Problem description:
All of the data below is to be output exactly as written.

Records for processing:

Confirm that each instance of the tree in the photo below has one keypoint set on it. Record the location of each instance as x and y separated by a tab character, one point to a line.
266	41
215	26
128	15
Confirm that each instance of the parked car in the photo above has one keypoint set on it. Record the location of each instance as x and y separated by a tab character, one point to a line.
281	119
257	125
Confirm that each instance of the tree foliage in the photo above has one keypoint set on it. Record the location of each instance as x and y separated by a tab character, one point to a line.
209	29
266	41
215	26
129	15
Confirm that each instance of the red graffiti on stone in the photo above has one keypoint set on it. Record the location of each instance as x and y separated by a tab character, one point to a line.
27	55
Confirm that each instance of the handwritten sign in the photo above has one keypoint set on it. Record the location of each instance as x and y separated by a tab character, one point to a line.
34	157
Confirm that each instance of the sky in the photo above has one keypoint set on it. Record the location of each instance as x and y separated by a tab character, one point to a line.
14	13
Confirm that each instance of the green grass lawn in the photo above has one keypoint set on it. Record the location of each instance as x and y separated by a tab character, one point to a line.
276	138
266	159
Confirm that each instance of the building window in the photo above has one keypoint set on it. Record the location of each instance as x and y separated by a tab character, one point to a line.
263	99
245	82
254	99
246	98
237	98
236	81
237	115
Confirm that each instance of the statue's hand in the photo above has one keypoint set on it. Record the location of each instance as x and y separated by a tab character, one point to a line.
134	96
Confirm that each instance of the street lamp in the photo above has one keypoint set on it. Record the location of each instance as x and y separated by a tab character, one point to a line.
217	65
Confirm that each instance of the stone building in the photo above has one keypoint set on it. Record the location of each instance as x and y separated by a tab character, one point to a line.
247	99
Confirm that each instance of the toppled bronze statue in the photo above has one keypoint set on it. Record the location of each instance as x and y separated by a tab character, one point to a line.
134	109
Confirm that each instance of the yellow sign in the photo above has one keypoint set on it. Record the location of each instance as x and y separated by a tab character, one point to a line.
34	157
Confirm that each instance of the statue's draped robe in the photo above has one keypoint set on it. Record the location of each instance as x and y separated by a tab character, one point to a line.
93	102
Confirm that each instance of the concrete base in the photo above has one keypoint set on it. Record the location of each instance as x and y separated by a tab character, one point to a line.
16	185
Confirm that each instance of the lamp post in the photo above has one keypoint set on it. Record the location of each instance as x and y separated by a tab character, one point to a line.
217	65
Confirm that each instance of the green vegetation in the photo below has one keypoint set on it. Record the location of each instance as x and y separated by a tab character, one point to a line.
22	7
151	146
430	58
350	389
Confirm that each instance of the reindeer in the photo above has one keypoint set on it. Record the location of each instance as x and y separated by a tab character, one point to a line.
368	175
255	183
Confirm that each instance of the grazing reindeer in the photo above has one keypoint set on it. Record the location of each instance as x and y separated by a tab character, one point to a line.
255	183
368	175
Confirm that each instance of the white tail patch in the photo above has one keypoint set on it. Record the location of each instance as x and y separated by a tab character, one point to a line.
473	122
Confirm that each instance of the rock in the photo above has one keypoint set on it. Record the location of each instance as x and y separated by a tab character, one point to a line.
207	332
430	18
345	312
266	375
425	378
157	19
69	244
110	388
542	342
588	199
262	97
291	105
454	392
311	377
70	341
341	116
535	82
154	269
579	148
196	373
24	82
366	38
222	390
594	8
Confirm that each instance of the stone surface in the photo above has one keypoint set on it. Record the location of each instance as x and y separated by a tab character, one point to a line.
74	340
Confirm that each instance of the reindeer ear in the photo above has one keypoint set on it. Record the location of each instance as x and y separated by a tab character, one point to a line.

The answer:
Confirm that each instance of the tree in the photo below has one keypoint set on it. Record the location of each instance as x and y separated by a tab character, one point to a line.
266	41
215	26
128	15
Confirm that each instance of the parked car in the photo above has one keypoint set on it. Record the location of each instance as x and y separated by a tab character, one point to a line.
281	119
257	125
Confirm that each instance of the tree foliage in the photo above has one keypoint set on it. Record the location of each instance as x and y separated by a tab character, one point to a line.
209	29
266	41
215	26
129	15
Confirm that each instance of the red graffiti on stone in the photo above has one keypoint set on it. Record the location of each instance as x and y separated by a tab character, one point to a line.
27	55
Confirm that each instance of the handwritten sign in the photo above has one keypoint set on it. Record the location of each instance as x and y separated by a tab character, one point to a line.
34	157
Confirm that each instance of the sky in the photo above has one keypoint set on it. Record the location of each instance as x and y separated by a tab character, one point to a line.
14	13
Confirm that each instance of the green grass lawn in the photo above has one keypoint set on it. Record the location of each instance as x and y separated by a tab character, one point to a line.
276	138
266	159
Confirm that each instance of the building window in the photo above has one keypoint set on it. Record the location of each instance as x and y separated by a tab character, one point to a line.
263	99
245	82
254	99
246	98
237	98
236	81
237	115
Confirm that each instance of the statue's hand in the photo above has one keypoint set on it. Record the location of each instance as x and y separated by a tab character, one point to a line.
134	96
Confirm that each instance of the street lamp in the photo above has one keypoint set on it. Record the location of each instance as x and y separated by a tab character, one point to a line.
217	65
Confirm that each instance of the stone building in the photo above has one keypoint set on it. Record the location of each instance as x and y separated by a tab character, one point to a line.
247	99
Confirm that each instance of the toppled bronze statue in the photo above has one keypoint set on it. Record the location of each instance as x and y separated by a tab character, one point to a line.
134	109
Confirm that each instance of the yellow sign in the photo above has one keypoint set on it. Record the location of each instance as x and y separated by a tab character, one point to a line.
34	157
Confirm that each instance of the statue's draped robe in the photo above has one keypoint set on it. Record the location of each instance as x and y separated by a tab character, one point to a line.
93	102
Confirm that each instance of the concrete base in the photo above has one keypoint set on it. Record the location of each instance as x and y separated by a tab character, one point to a line.
16	185
Confirm that each instance of the lamp post in the photo above has one keypoint set on it. Record the location of each instance as x and y separated by a tab character, one point to a line.
217	65
Confirm that each instance of the green vegetation in the photo below has one keypoint set on it. Record the location of each instance as x and y separated by a tab character, one point to a line.
22	7
151	146
430	58
350	389
Confirm that each instance of the reindeer in the photo above has one keypoint set on it. Record the location of each instance as x and y separated by a tab character, one point to a line.
368	175
255	183
Confirm that each instance of the grazing reindeer in the photo above has one keypoint set on it. Record the location of each instance as x and y separated by a tab character, one point to a line.
255	183
368	175
Confirm that each instance of the white tail patch in the photo above has one keypoint set on it. Record the location of each instance as x and y separated by a tab character, one point to a line.
473	122
Confirm that each instance of the rock in the photo above has one keypoint set on it. Record the location of each instance as x and y separated by a tab character, one point to a line.
207	332
430	18
345	312
266	375
425	378
157	19
69	244
110	388
542	342
588	199
262	97
291	105
454	392
311	377
70	341
341	116
535	82
154	269
579	148
196	373
24	82
366	38
222	390
594	8
Confirm that each instance of the stone surface in the photo above has one keypoint set on it. Record the location of each instance as x and y separated by a tab character, one point to a line.
74	340
Confirm that each instance of the reindeer ear in the photo above has one keypoint set on it. Record the location of each instance as x and y separated by a tab character, one point to a line.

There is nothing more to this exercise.